**Goal of the exercise:**
The entries need to be copied exactly.

Stored items
-----

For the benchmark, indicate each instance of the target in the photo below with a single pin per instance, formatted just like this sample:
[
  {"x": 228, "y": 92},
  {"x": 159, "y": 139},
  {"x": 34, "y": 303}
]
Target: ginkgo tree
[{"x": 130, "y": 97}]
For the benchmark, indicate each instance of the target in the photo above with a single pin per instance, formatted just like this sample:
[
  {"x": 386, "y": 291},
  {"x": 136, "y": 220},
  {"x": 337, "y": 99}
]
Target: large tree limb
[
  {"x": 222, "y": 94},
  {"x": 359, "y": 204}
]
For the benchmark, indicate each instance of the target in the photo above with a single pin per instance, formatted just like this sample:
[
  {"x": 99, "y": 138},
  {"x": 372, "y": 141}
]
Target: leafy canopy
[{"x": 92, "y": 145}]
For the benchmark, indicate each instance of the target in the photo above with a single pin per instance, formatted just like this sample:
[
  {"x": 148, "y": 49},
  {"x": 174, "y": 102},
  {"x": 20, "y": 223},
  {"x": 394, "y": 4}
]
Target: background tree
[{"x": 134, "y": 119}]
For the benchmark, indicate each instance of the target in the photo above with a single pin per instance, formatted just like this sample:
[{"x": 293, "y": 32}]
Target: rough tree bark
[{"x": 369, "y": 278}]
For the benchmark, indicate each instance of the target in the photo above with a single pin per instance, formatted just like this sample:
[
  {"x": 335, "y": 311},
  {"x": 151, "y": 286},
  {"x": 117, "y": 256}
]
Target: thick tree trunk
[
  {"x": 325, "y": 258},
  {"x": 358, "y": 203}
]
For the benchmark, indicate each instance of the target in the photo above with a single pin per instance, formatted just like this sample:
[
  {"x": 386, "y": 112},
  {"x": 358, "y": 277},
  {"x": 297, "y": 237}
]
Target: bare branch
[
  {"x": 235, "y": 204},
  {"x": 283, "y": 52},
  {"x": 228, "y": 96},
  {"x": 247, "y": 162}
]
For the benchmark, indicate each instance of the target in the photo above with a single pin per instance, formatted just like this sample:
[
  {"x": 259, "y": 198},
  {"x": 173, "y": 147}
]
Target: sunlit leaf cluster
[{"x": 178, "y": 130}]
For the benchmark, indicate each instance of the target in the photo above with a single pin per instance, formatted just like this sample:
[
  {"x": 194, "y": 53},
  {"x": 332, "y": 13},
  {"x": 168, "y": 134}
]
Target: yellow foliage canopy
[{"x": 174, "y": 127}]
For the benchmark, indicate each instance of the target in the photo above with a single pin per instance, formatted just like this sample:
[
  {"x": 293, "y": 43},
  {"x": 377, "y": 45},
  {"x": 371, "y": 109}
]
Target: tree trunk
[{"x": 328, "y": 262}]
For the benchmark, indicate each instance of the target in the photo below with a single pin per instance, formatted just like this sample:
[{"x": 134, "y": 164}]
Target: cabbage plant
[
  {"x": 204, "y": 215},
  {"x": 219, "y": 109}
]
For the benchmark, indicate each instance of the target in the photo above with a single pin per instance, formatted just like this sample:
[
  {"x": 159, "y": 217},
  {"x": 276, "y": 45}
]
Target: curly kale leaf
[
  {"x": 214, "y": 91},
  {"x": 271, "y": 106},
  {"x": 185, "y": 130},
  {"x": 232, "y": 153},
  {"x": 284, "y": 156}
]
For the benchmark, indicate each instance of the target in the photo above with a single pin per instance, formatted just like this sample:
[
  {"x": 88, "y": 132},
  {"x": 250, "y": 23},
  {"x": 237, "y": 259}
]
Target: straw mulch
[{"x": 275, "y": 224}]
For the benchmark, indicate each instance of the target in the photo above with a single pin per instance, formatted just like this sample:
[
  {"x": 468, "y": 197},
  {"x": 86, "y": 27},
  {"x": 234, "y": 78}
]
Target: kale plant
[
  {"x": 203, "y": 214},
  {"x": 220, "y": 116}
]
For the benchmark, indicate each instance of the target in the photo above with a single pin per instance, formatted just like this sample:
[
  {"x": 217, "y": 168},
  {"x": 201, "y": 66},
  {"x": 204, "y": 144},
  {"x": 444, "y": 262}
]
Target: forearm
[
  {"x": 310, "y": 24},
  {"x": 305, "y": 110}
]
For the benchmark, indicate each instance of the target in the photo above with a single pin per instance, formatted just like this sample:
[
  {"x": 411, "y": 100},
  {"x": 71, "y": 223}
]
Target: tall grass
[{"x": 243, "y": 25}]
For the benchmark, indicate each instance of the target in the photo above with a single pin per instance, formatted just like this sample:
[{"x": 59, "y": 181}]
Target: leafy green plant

-----

**Answer below:**
For the benchmark, indicate each instance of the target in the photo below with a single pin per instance, formatted just like this sample:
[
  {"x": 228, "y": 92},
  {"x": 159, "y": 139},
  {"x": 34, "y": 303}
]
Target: ginkgo tree
[{"x": 130, "y": 97}]
For the benchmark, indicate each instance of the target in the photo above with a single pin per instance, formatted just like this sample:
[
  {"x": 386, "y": 291},
  {"x": 136, "y": 220},
  {"x": 337, "y": 99}
]
Target: large tree limb
[
  {"x": 222, "y": 94},
  {"x": 359, "y": 204}
]
For the benchmark, indicate each instance of the target in the photo above with a single pin per instance, formatted just like this sample:
[
  {"x": 99, "y": 138},
  {"x": 372, "y": 141}
]
Target: leafy canopy
[{"x": 92, "y": 145}]
For the benchmark, indicate each instance of the target in the photo above with a single pin per instance, formatted just like this sample:
[
  {"x": 148, "y": 49},
  {"x": 174, "y": 102},
  {"x": 20, "y": 223},
  {"x": 394, "y": 4}
]
Target: background tree
[{"x": 134, "y": 119}]
For the benchmark, indicate each instance of the target in the photo above with a single pin per instance, formatted just like this sample:
[{"x": 293, "y": 32}]
Target: rough tree bark
[{"x": 369, "y": 278}]
For the benchmark, indicate each instance of the target in the photo above with a single pin per instance, formatted just like this sample:
[
  {"x": 335, "y": 311},
  {"x": 151, "y": 286},
  {"x": 117, "y": 256}
]
Target: thick tree trunk
[
  {"x": 325, "y": 258},
  {"x": 358, "y": 203}
]
For the benchmark, indicate each instance of the target in the photo above with a single pin per instance, formatted just like this sample:
[
  {"x": 386, "y": 112},
  {"x": 358, "y": 277},
  {"x": 297, "y": 237}
]
Target: bare branch
[
  {"x": 235, "y": 204},
  {"x": 283, "y": 52},
  {"x": 228, "y": 96},
  {"x": 247, "y": 162}
]
For the benchmark, indicate each instance of the target in the photo above with a single pin per instance, formatted just like this sample:
[
  {"x": 259, "y": 198},
  {"x": 173, "y": 147}
]
Target: sunlit leaf cluster
[{"x": 178, "y": 130}]
For the benchmark, indicate each instance of the target in the photo above with a single pin per instance, formatted just like this sample:
[
  {"x": 194, "y": 53},
  {"x": 332, "y": 13},
  {"x": 168, "y": 134}
]
Target: yellow foliage canopy
[{"x": 174, "y": 127}]
For the benchmark, indicate each instance of the target in the photo above with a single pin per instance, formatted just like this sample:
[
  {"x": 293, "y": 43},
  {"x": 377, "y": 45},
  {"x": 371, "y": 109}
]
Target: tree trunk
[{"x": 328, "y": 262}]
For the benchmark, indicate each instance of the target in the photo below with a single pin per instance, formatted just like this sample:
[{"x": 134, "y": 164}]
Target: cabbage plant
[
  {"x": 204, "y": 215},
  {"x": 219, "y": 109}
]
For the benchmark, indicate each instance of the target in the photo above with a single pin per instance, formatted just like this sample:
[
  {"x": 159, "y": 217},
  {"x": 276, "y": 45}
]
Target: curly kale leaf
[
  {"x": 214, "y": 91},
  {"x": 271, "y": 106},
  {"x": 185, "y": 130},
  {"x": 232, "y": 153},
  {"x": 284, "y": 156}
]
For the benchmark, indicate each instance of the target in the photo above with a single pin per instance, formatted just like this sample:
[
  {"x": 88, "y": 132},
  {"x": 250, "y": 23},
  {"x": 237, "y": 259}
]
Target: straw mulch
[{"x": 275, "y": 224}]
For the benchmark, indicate each instance of the target in the photo above with a single pin per instance, formatted just like this sample:
[
  {"x": 468, "y": 197},
  {"x": 86, "y": 27},
  {"x": 234, "y": 78}
]
Target: kale plant
[
  {"x": 203, "y": 214},
  {"x": 220, "y": 116}
]
For the benchmark, indicate each instance of the target in the photo above with a single pin per instance, formatted just like this sample:
[
  {"x": 217, "y": 168},
  {"x": 201, "y": 66},
  {"x": 204, "y": 144},
  {"x": 444, "y": 262}
]
Target: forearm
[
  {"x": 310, "y": 24},
  {"x": 305, "y": 110}
]
For the benchmark, indicate each instance of the target in the photo above with a single pin per instance, formatted just like this sample:
[
  {"x": 411, "y": 100},
  {"x": 71, "y": 223}
]
Target: tall grass
[{"x": 243, "y": 25}]
For the benchmark, indicate each instance of the target in the photo above with a single pin per instance, formatted just like this sample:
[{"x": 59, "y": 181}]
Target: leafy green plant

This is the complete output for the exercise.